What you need to do: So that the copy matches the original, retype each line of the material below exactly.

Extracted information:
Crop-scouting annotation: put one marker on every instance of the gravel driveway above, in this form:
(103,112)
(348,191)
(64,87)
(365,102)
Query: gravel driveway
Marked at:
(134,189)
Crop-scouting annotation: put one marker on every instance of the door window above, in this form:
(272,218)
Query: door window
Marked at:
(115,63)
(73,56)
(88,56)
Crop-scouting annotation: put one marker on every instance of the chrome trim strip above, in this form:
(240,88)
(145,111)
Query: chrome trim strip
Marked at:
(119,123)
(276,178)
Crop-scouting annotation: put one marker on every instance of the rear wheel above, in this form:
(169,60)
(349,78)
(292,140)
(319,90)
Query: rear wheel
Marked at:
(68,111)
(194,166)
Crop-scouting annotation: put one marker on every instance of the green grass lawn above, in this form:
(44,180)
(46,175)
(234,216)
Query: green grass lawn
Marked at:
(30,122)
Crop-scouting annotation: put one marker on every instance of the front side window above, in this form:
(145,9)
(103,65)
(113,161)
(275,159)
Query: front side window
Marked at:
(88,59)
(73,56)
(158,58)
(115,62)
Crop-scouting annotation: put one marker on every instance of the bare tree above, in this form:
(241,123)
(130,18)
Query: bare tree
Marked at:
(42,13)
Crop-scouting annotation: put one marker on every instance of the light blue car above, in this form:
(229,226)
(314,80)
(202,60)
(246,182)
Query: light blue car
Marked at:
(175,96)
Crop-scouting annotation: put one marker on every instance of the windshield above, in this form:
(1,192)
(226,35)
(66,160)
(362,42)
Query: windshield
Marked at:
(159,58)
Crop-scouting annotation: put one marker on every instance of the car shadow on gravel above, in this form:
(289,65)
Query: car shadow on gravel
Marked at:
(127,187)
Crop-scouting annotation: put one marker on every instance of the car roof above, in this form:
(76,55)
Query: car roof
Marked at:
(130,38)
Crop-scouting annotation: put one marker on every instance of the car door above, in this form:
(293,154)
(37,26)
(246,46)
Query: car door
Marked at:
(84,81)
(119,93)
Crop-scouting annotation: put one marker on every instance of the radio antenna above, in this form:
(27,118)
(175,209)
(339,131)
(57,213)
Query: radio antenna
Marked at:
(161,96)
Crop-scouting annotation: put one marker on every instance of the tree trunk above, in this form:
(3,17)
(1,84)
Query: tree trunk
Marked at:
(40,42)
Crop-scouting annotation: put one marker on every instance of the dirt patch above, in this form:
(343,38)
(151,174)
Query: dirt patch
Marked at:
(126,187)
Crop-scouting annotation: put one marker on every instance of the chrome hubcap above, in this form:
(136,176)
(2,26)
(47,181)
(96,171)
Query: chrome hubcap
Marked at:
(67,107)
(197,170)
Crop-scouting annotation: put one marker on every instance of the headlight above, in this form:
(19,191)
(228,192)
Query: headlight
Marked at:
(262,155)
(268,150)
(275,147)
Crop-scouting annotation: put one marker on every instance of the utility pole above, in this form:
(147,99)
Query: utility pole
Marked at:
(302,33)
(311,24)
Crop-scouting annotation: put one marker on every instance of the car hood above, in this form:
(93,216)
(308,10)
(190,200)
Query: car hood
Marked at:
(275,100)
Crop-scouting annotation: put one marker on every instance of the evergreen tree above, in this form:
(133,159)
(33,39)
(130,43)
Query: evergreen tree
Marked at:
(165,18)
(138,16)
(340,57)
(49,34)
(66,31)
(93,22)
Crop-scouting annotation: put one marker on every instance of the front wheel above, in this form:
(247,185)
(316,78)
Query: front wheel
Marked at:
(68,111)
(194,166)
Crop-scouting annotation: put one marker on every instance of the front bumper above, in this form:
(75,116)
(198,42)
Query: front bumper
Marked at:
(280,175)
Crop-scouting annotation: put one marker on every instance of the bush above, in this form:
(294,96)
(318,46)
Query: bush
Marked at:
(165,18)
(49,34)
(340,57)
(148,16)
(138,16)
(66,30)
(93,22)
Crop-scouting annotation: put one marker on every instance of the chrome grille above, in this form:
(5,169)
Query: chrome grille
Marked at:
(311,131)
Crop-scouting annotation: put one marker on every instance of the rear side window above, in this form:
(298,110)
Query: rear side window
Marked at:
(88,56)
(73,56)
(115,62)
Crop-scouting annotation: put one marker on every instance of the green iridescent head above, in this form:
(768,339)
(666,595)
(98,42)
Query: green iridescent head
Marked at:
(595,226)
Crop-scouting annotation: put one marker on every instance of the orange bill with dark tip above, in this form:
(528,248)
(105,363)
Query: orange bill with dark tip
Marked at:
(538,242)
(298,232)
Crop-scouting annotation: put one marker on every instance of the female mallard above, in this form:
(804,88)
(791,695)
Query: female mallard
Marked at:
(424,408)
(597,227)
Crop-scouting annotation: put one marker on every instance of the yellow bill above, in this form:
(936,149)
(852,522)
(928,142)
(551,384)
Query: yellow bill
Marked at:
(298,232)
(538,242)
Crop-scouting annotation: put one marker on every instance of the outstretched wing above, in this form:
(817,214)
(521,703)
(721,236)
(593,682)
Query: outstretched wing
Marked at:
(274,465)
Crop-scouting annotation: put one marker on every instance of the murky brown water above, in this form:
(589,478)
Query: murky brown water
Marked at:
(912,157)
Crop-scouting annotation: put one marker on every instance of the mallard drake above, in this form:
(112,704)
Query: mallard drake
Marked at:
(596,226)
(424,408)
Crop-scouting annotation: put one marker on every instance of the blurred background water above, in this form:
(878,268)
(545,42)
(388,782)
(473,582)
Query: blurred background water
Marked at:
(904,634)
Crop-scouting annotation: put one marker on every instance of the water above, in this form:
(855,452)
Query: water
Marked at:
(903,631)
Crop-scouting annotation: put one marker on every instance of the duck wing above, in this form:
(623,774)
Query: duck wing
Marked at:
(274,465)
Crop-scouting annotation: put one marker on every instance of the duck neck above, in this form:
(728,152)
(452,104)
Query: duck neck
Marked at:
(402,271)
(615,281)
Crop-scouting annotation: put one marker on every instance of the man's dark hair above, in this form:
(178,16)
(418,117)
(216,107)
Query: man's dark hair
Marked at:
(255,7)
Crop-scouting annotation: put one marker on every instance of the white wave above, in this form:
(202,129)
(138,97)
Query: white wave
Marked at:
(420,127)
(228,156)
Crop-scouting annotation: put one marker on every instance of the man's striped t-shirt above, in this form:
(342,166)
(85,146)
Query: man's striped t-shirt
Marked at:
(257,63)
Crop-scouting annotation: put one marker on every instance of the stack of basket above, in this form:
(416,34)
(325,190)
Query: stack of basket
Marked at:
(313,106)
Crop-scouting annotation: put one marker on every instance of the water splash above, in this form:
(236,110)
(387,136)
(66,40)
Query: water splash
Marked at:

Response to this exercise:
Crop-scouting annotation: put one marker on every instance of the gravel driveway above, in this form:
(103,112)
(348,191)
(64,87)
(365,102)
Query: gravel driveway
Marked at:
(134,189)
Crop-scouting annotation: put one marker on every instance of the door window above, in this form:
(272,218)
Query: door window
Marked at:
(115,63)
(73,56)
(88,56)
Crop-scouting annotation: put one marker on every instance of the chrome trim strip above, in this form:
(240,88)
(145,111)
Query: chrome trim strip
Marked at:
(119,123)
(276,178)
Crop-scouting annotation: put one marker on every instance of the rear wheel above, in this form:
(169,60)
(349,78)
(292,140)
(319,90)
Query: rear wheel
Marked at:
(68,111)
(194,166)
Crop-scouting annotation: put one marker on every instance of the green grass lawn above, in this form:
(44,180)
(46,175)
(234,216)
Query: green grass lawn
Marked at:
(30,122)
Crop-scouting annotation: put one marker on every instance of the front side window above, in this form:
(145,9)
(103,65)
(113,161)
(275,159)
Query: front side window
Marked at:
(88,59)
(73,56)
(158,58)
(115,62)
Crop-scouting annotation: put one marker on every instance of the bare tree above, in this form:
(241,123)
(130,18)
Query: bare tree
Marked at:
(42,13)
Crop-scouting annotation: put one marker on every instance of the light blue car above, in this form:
(229,226)
(314,80)
(202,60)
(246,182)
Query: light blue car
Marked at:
(175,96)
Crop-scouting annotation: put one marker on every instance of the windshield above, in this form:
(1,192)
(226,35)
(66,160)
(362,42)
Query: windshield
Marked at:
(159,58)
Crop-scouting annotation: put one marker on every instance of the car shadow on gravel above, in this form:
(289,65)
Query: car shadow on gravel
Marked at:
(127,187)
Crop-scouting annotation: put one marker on every instance of the car roof above, in this form:
(76,55)
Query: car roof
Marked at:
(130,38)
Crop-scouting annotation: put one marker on every instance of the car door above, in this form:
(293,154)
(37,26)
(246,46)
Query: car door
Marked at:
(84,81)
(119,93)
Crop-scouting annotation: put one marker on every instance of the radio antenna above, in this form:
(27,118)
(175,209)
(339,131)
(57,213)
Query: radio antenna
Marked at:
(161,96)
Crop-scouting annotation: put one marker on every instance of the tree trunk above, in this form:
(3,17)
(1,84)
Query: tree trunk
Marked at:
(40,42)
Crop-scouting annotation: put one marker on every instance of the dirt patch above, in this form:
(343,38)
(151,174)
Query: dirt patch
Marked at:
(126,187)
Crop-scouting annotation: put one marker on every instance of the chrome hubcap above, in this form:
(136,176)
(2,26)
(47,181)
(96,171)
Query: chrome hubcap
Marked at:
(67,107)
(197,170)
Crop-scouting annotation: put one marker on every instance of the headlight above, in this form:
(19,191)
(228,192)
Query: headlight
Marked at:
(262,155)
(268,150)
(275,147)
Crop-scouting annotation: put one marker on every instance of the utility pole above, in this form:
(147,99)
Query: utility pole
Marked at:
(302,33)
(311,24)
Crop-scouting annotation: put one marker on every instance of the car hood above, in this form:
(93,216)
(308,10)
(190,200)
Query: car hood
Marked at:
(275,100)
Crop-scouting annotation: put one marker on every instance of the evergreen tree above, in this form:
(133,159)
(33,39)
(130,43)
Query: evergreen tree
Marked at:
(165,18)
(138,16)
(340,57)
(49,34)
(66,31)
(93,22)
Crop-scouting annotation: put one marker on every instance of the front wheel above, in this form:
(247,185)
(316,78)
Query: front wheel
Marked at:
(68,111)
(194,166)
Crop-scouting annotation: put one marker on every instance of the front bumper above, in this form:
(75,116)
(198,42)
Query: front bumper
Marked at:
(280,175)
Crop-scouting annotation: put one marker on every instance of the bush above, in this form:
(294,96)
(318,46)
Query: bush
Marked at:
(165,18)
(49,34)
(340,57)
(148,16)
(138,16)
(66,30)
(93,22)
Crop-scouting annotation: put one marker on every instance of the chrome grille above, in this form:
(5,169)
Query: chrome grille
Marked at:
(311,131)
Crop-scouting annotation: put one marker on every instance of the rear side window above, in this form:
(298,110)
Query: rear side window
Marked at:
(88,56)
(73,56)
(115,62)
Crop-scouting annotation: put one marker on every instance of the green iridescent head above, in this form:
(768,339)
(666,595)
(98,42)
Query: green iridescent head
Marked at:
(595,226)
Crop-scouting annotation: put one marker on every instance of the orange bill with dark tip above, in this form:
(528,248)
(105,363)
Query: orange bill with dark tip
Marked at:
(538,242)
(298,232)
Crop-scouting annotation: put one marker on every instance of the female mallard above, in this form:
(804,88)
(791,695)
Query: female mallard
Marked at:
(424,408)
(597,227)
Crop-scouting annotation: put one marker on every instance of the yellow bill above, in this form:
(936,149)
(852,522)
(928,142)
(551,384)
Query: yellow bill
Marked at:
(298,232)
(538,242)
Crop-scouting annotation: put one marker on every instance of the outstretched wing above, in this form:
(817,214)
(521,703)
(721,236)
(593,682)
Query: outstretched wing
Marked at:
(274,465)
Crop-scouting annotation: put one marker on every instance of the murky brown water above, in this form:
(589,478)
Query: murky brown water
Marked at:
(912,157)
Crop-scouting annotation: put one marker on every instance of the mallard drake above, in this form:
(112,704)
Query: mallard drake
Marked at:
(596,226)
(424,408)
Crop-scouting annotation: put one marker on every instance of the blurred background water above, in this form:
(878,268)
(545,42)
(388,782)
(473,582)
Query: blurred background water
Marked at:
(904,634)
Crop-scouting annotation: put one marker on every instance of the water above, in this form:
(855,452)
Query: water
Marked at:
(903,631)
Crop-scouting annotation: put one marker on every instance of the duck wing above, in this form:
(623,774)
Query: duck wing
Marked at:
(274,465)
Crop-scouting annotation: put one marker on every instance of the duck neck above, in this form:
(728,152)
(452,104)
Query: duck neck
Marked at:
(402,271)
(615,281)
Crop-scouting annotation: put one marker on every instance of the man's dark hair above, in this form:
(178,16)
(418,117)
(216,107)
Query: man's dark hair
Marked at:
(255,7)
Crop-scouting annotation: put one marker on every instance of the white wave above, in this form:
(202,129)
(138,97)
Query: white wave
Marked at:
(420,127)
(228,156)
Crop-scouting annotation: put one marker on every instance of the man's striped t-shirt above, in this form:
(342,166)
(85,146)
Query: man's striped t-shirt
Marked at:
(257,63)
Crop-scouting annotation: put one marker on every instance of the stack of basket above, in this form:
(416,34)
(325,190)
Query: stack of basket
Marked at:
(313,106)
Crop-scouting annotation: put one marker on every instance of the water splash above, in this form:
(236,110)
(387,136)
(66,40)
Query: water splash
Marked at:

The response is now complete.